= DO THIS =
Each record below is to be reproduced without any change.

-- Start RECORDS FOR THE TASK --

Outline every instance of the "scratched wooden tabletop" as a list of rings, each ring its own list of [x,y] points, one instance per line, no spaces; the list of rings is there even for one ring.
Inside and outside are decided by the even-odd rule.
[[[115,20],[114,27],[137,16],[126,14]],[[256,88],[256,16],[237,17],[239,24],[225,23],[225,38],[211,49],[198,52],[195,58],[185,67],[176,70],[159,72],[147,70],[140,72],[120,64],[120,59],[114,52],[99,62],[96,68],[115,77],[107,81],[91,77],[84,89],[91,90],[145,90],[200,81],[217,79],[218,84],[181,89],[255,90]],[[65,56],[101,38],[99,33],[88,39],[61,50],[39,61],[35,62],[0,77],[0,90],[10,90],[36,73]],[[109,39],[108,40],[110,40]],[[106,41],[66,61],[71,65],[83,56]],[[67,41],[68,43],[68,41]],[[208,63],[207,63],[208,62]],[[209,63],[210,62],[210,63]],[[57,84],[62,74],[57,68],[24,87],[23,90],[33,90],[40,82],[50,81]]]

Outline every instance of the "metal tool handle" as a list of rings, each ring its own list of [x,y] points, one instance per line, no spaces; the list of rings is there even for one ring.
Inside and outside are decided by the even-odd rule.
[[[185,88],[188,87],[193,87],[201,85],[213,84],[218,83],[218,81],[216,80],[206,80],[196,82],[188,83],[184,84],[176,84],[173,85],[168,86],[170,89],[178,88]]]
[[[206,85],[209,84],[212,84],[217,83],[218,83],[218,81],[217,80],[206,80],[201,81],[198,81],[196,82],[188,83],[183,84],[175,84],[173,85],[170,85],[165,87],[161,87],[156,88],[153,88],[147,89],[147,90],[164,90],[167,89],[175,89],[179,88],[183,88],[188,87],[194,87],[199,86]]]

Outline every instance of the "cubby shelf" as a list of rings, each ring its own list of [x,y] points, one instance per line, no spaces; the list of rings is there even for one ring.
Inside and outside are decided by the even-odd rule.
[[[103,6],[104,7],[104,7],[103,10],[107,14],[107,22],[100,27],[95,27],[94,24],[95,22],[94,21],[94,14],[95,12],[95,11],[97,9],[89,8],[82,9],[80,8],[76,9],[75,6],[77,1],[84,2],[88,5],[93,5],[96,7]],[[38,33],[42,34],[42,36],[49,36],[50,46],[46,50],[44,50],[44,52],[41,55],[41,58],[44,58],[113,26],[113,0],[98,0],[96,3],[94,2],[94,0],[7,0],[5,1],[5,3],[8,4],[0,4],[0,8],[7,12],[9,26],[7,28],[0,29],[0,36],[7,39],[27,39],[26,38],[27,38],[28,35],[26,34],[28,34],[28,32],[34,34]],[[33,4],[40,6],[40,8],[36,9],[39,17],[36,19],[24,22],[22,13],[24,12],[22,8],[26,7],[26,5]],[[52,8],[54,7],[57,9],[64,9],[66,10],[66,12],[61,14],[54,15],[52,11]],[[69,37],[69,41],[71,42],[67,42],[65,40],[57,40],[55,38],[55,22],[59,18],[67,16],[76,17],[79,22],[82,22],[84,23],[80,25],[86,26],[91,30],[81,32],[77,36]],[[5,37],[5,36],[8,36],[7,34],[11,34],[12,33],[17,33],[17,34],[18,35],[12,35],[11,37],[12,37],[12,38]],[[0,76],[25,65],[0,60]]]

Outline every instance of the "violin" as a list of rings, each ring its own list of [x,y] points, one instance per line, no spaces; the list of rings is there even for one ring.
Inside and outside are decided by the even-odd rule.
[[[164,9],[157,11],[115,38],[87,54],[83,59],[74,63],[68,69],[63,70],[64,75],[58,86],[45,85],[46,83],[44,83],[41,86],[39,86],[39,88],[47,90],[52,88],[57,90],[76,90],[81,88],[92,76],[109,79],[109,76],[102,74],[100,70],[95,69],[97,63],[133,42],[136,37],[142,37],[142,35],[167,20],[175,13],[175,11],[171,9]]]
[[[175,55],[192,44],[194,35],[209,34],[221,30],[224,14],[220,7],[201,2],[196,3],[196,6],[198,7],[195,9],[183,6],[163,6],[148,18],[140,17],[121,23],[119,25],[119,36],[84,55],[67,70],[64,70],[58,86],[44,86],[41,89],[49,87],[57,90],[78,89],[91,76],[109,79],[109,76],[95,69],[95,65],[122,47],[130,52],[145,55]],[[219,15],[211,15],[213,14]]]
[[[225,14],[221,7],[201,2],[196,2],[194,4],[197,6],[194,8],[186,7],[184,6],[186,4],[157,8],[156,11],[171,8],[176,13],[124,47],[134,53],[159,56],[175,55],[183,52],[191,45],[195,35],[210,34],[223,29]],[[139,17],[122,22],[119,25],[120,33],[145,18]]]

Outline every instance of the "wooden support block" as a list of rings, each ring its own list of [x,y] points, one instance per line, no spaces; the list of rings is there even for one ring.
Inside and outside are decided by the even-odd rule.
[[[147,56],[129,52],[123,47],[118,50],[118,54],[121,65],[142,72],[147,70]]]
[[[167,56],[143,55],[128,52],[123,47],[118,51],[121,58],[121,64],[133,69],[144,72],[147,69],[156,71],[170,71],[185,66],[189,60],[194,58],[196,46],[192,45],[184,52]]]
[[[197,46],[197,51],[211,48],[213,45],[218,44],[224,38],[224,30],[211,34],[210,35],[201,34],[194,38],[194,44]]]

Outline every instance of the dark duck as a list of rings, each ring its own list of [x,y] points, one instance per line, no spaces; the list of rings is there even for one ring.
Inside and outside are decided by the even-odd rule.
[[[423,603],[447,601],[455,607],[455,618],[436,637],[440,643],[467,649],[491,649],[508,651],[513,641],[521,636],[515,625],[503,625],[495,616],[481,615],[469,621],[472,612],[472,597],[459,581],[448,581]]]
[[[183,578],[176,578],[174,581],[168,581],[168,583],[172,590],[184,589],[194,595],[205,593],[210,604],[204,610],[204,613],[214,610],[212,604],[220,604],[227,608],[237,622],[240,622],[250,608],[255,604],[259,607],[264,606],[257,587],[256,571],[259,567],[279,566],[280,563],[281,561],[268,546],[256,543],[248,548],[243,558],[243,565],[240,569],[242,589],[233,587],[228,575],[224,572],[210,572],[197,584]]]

-- End RECORDS FOR THE TASK --

= OUTPUT BELOW =
Outline every instance of the "scratched wooden tabletop" as a list of rings, each ring its own list of [x,y] points, one instance per line, no spaces; the list of rings is there even for one ring.
Inside and outside are decided by the even-odd rule.
[[[115,20],[114,27],[137,16],[126,14]],[[256,88],[256,16],[237,17],[239,24],[225,23],[225,38],[211,49],[198,52],[195,58],[185,67],[176,70],[159,72],[147,70],[140,72],[120,64],[120,59],[114,52],[99,62],[96,68],[115,77],[107,81],[91,77],[84,89],[91,90],[145,90],[200,81],[217,79],[218,84],[181,89],[255,90]],[[65,56],[101,38],[99,33],[88,39],[61,50],[39,61],[35,62],[0,77],[0,90],[10,90],[36,73]],[[109,39],[108,40],[110,40]],[[106,41],[66,61],[71,65],[83,56]],[[67,41],[68,43],[68,41]],[[208,63],[207,63],[208,62]],[[209,63],[210,62],[210,63]],[[57,84],[62,74],[57,68],[24,87],[23,90],[33,90],[40,82],[50,81]]]

Outline every instance of the "metal tool handle" as a list of rings, each ring its own list of [x,y] points, one instance per line, no spaces; the list of rings is there even for one ring.
Inside and outside are decided by the even-odd rule.
[[[185,88],[188,87],[193,87],[201,85],[213,84],[218,83],[218,81],[216,80],[206,80],[196,82],[188,83],[184,84],[176,84],[173,85],[168,86],[170,89],[178,88]]]
[[[206,85],[209,84],[212,84],[217,83],[218,83],[218,81],[217,80],[206,80],[201,81],[198,81],[196,82],[188,83],[183,84],[175,84],[173,85],[170,85],[165,87],[161,87],[156,88],[153,88],[147,89],[147,90],[164,90],[167,89],[175,89],[179,88],[183,88],[188,87],[194,87],[199,86]]]

Outline every instance of the "cubby shelf" as a list of rings, each ring its own list of [x,y] points, one instance per line, no spaces; the list of rings is there even for one ring.
Inside and outside are decided by the even-odd rule.
[[[103,6],[104,7],[104,7],[103,10],[107,14],[107,22],[100,27],[95,27],[94,24],[95,22],[94,21],[94,14],[95,12],[95,11],[97,9],[89,8],[82,9],[80,8],[76,9],[75,6],[77,1],[84,2],[88,5],[93,5],[96,7]],[[38,33],[42,34],[42,36],[49,36],[50,46],[46,50],[44,50],[44,52],[41,55],[41,58],[44,58],[113,26],[113,0],[98,0],[96,3],[94,2],[94,0],[7,0],[5,1],[5,3],[8,4],[0,4],[0,8],[7,12],[9,26],[7,28],[0,29],[0,36],[7,39],[27,39],[26,38],[27,38],[28,35],[26,34],[28,34],[28,32],[34,34]],[[33,4],[40,6],[40,8],[36,9],[39,17],[36,19],[24,22],[22,13],[24,12],[22,8],[26,7],[26,5]],[[52,8],[54,7],[57,9],[64,9],[66,10],[66,12],[61,14],[54,15],[52,11]],[[69,37],[69,41],[71,42],[67,42],[65,40],[57,40],[55,38],[55,22],[59,18],[67,16],[76,17],[79,22],[82,22],[84,23],[80,25],[86,26],[91,30],[81,32],[77,36]],[[5,37],[5,36],[8,36],[7,34],[11,34],[12,33],[17,33],[17,34],[18,35],[12,35],[11,37],[12,37],[12,38]],[[0,76],[25,65],[0,60]]]

Outline every instance of the "violin" as a list of rings, each ring its own list of [x,y] points, one instance per line, no spaces; the list of rings is there even for one ring.
Inside and outside are decided by the even-odd rule.
[[[164,9],[157,11],[115,38],[87,54],[83,59],[74,63],[68,69],[63,70],[64,75],[58,86],[45,85],[46,83],[44,83],[41,86],[39,86],[39,88],[47,90],[52,88],[57,90],[76,90],[81,88],[92,76],[109,79],[109,76],[102,74],[100,70],[95,69],[97,63],[133,42],[136,37],[142,37],[142,35],[167,20],[175,13],[175,11],[171,9]]]
[[[175,55],[192,44],[194,35],[209,34],[221,30],[224,14],[220,7],[201,2],[196,3],[196,6],[198,7],[195,9],[183,6],[163,6],[148,18],[140,17],[121,23],[119,25],[119,36],[84,55],[67,70],[64,70],[58,86],[44,86],[41,89],[49,87],[57,90],[78,89],[91,76],[109,79],[109,76],[95,69],[95,65],[122,47],[130,52],[145,55]],[[219,15],[211,15],[213,14]]]
[[[225,14],[221,7],[201,2],[196,2],[194,4],[197,6],[194,8],[186,7],[184,6],[186,4],[157,8],[156,11],[171,8],[176,13],[124,47],[134,53],[159,56],[175,55],[183,52],[191,45],[195,35],[210,34],[223,29]],[[139,17],[122,22],[119,25],[120,33],[145,18]]]

Outline every instance of the "wooden support block" as a list of rings, each ring its own list of [x,y] points, one instance per line, no spaces; the list of rings is there even for one ring.
Inside and outside are decided by the even-odd rule.
[[[147,56],[129,52],[123,47],[118,50],[118,54],[121,65],[142,72],[147,70]]]
[[[167,56],[143,55],[128,52],[123,47],[118,51],[121,58],[121,64],[133,69],[144,72],[147,69],[156,71],[170,71],[185,66],[189,60],[194,58],[196,46],[192,45],[184,52]]]
[[[197,46],[197,51],[211,48],[213,45],[218,44],[224,38],[224,30],[211,34],[210,35],[201,34],[194,38],[194,44]]]

Outline every instance of the dark duck as a list of rings, each ring its own list of [x,y] points, one instance per line, no spaces; the list of rings is there even for one ring.
Inside and outside are decided by the even-odd rule.
[[[423,603],[447,601],[455,607],[455,618],[436,637],[440,643],[467,649],[491,649],[508,651],[513,641],[521,636],[515,625],[503,625],[495,616],[481,615],[469,621],[472,612],[472,597],[459,581],[448,581]]]
[[[183,578],[176,578],[174,581],[168,581],[168,583],[172,590],[184,589],[194,595],[205,593],[210,604],[204,610],[204,613],[214,610],[212,604],[220,604],[227,608],[237,622],[240,622],[250,608],[255,604],[259,607],[264,606],[257,587],[256,571],[259,567],[279,566],[280,563],[281,561],[268,546],[256,543],[248,548],[243,558],[243,565],[240,569],[242,589],[233,587],[228,575],[224,572],[210,572],[197,584]]]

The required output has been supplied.